**REQUIRED WORK:**
Return all lines of the listing below that carry the word "yellow".

**RECORDS FOR THIS EXERCISE:**

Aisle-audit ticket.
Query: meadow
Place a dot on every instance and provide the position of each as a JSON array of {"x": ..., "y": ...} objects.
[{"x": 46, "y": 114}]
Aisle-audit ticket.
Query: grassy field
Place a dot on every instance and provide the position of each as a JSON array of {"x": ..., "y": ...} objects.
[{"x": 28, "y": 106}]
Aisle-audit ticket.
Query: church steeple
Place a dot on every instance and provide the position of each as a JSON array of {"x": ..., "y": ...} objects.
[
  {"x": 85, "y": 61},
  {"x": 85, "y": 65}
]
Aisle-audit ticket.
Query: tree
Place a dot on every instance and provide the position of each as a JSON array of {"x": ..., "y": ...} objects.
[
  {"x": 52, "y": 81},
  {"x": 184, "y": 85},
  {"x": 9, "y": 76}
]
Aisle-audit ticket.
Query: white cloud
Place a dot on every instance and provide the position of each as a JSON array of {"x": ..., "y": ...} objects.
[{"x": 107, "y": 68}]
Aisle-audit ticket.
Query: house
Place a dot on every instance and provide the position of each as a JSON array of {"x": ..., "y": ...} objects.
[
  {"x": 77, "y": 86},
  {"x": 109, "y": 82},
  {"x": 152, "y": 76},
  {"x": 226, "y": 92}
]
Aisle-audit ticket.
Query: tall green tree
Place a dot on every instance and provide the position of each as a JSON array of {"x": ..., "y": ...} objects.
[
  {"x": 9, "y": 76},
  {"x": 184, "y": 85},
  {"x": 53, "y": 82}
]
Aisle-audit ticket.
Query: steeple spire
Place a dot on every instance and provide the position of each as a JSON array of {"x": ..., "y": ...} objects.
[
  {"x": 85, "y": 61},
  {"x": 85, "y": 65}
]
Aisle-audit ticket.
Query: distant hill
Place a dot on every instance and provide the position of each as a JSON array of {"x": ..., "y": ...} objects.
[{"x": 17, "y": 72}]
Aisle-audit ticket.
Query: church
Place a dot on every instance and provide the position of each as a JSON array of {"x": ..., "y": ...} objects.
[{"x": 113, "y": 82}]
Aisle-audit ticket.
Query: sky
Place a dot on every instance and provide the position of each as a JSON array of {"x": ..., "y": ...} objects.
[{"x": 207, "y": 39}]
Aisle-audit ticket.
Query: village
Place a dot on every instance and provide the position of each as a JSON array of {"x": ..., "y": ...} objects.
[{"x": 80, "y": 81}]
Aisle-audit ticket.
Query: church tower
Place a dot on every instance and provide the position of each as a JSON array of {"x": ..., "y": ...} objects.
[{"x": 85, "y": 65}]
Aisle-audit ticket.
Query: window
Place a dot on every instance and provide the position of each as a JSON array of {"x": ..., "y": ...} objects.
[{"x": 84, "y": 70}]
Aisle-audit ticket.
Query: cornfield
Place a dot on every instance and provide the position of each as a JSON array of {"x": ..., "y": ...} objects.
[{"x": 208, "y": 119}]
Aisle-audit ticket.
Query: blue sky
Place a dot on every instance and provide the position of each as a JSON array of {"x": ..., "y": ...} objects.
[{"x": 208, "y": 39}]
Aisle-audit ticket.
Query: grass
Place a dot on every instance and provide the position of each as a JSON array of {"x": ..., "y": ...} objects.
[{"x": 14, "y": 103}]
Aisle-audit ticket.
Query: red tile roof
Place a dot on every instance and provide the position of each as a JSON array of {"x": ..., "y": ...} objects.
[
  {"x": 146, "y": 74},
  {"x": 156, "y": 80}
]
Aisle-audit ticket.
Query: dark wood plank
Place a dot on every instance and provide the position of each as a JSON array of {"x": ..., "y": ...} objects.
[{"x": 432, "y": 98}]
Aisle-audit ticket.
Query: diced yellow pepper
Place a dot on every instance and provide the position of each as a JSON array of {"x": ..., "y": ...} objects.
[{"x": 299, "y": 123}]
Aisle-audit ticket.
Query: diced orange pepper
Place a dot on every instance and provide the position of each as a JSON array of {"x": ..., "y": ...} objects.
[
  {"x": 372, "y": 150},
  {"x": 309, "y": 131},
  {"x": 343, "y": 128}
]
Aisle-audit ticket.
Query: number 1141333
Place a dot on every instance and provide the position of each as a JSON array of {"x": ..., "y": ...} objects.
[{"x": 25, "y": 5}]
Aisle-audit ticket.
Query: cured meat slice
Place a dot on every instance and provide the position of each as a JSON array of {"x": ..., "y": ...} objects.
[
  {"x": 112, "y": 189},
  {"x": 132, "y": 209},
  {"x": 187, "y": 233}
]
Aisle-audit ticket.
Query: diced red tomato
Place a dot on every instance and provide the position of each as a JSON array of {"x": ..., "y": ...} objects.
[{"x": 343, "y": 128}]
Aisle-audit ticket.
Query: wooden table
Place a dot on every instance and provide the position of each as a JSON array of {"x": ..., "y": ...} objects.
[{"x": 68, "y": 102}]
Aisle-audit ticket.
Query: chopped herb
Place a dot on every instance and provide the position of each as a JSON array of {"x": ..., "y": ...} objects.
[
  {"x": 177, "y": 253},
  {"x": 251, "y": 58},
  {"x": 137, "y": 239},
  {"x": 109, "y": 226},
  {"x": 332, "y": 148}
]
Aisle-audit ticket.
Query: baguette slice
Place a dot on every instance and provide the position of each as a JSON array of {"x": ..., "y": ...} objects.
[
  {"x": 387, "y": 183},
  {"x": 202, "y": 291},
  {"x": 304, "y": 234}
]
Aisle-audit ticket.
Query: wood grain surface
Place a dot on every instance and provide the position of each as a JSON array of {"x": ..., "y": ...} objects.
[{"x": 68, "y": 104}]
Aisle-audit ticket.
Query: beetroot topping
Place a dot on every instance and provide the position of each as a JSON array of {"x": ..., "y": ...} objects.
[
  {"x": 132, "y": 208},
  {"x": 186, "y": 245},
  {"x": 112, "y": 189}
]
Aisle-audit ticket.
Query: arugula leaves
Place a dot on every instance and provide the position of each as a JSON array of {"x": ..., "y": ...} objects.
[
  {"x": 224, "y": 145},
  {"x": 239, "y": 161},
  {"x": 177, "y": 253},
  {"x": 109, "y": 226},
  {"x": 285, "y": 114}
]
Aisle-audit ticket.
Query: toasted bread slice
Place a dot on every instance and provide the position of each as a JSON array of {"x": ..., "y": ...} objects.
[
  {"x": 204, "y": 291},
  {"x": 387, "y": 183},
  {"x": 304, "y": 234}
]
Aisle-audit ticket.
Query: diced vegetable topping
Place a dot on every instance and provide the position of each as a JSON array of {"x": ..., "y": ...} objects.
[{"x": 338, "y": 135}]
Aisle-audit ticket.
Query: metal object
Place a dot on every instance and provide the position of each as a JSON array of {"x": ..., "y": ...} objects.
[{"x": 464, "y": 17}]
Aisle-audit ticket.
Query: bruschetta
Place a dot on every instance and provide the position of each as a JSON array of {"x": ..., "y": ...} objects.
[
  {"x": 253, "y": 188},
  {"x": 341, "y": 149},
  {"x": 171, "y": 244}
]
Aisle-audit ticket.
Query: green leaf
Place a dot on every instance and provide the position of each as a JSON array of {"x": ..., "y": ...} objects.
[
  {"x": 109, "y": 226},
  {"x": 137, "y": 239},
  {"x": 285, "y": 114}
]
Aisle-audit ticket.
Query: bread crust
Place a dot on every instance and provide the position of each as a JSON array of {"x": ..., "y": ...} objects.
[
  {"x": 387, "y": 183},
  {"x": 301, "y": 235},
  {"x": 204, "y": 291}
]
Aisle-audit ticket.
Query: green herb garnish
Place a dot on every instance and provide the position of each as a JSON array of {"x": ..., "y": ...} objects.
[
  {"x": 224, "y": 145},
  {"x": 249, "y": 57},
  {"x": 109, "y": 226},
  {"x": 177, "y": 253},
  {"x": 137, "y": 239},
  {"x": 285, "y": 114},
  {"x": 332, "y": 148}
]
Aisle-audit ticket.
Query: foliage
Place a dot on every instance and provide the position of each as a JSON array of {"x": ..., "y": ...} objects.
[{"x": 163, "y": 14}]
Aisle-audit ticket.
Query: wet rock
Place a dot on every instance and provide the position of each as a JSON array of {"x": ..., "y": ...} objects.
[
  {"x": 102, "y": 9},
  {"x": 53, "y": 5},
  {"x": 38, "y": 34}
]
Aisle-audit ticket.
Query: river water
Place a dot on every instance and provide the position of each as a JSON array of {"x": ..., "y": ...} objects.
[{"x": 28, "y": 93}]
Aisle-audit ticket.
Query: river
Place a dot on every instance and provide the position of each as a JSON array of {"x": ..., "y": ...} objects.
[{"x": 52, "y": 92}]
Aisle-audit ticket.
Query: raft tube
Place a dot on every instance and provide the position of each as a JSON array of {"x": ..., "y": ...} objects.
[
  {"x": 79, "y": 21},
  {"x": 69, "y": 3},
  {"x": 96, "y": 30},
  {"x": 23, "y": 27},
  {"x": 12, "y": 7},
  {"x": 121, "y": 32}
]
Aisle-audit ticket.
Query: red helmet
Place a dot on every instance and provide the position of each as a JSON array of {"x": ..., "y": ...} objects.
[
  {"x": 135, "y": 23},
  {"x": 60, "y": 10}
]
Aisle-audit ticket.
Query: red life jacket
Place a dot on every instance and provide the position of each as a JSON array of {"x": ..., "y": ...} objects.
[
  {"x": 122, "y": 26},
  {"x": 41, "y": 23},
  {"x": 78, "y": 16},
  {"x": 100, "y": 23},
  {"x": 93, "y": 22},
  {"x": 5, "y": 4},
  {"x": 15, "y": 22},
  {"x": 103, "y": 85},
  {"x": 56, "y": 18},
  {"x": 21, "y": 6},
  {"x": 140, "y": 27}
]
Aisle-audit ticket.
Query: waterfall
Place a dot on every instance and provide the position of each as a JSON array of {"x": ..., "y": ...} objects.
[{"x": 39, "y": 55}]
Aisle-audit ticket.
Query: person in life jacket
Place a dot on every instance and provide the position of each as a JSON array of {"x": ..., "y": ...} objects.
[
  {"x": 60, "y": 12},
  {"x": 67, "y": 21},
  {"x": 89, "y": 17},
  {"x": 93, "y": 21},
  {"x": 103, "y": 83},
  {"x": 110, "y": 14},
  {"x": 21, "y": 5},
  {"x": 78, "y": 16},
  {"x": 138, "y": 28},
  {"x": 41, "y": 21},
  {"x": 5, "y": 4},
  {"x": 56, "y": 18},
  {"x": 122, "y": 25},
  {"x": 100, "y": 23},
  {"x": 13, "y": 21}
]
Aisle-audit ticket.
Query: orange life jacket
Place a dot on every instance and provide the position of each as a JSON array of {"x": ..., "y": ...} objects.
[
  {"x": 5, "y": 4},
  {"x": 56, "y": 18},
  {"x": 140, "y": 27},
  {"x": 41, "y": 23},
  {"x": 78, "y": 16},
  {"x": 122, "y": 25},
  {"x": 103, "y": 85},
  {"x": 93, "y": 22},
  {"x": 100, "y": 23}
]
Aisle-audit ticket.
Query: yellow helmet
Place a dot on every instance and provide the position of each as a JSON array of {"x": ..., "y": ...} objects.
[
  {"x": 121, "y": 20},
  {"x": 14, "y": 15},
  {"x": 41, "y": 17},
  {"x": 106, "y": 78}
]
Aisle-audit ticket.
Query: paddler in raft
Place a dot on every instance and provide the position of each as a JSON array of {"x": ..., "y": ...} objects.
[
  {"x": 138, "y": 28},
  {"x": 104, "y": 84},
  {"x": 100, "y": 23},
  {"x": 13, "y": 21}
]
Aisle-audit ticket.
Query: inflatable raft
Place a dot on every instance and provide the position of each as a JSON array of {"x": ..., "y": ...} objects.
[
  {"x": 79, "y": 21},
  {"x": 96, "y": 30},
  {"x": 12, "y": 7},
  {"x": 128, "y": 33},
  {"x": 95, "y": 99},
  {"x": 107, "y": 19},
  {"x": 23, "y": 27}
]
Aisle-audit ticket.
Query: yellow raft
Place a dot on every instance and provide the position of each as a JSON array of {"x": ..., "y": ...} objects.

**SOLVED PROBLEM:**
Query: diced yellow pepper
Query: yellow helmet
Query: yellow raft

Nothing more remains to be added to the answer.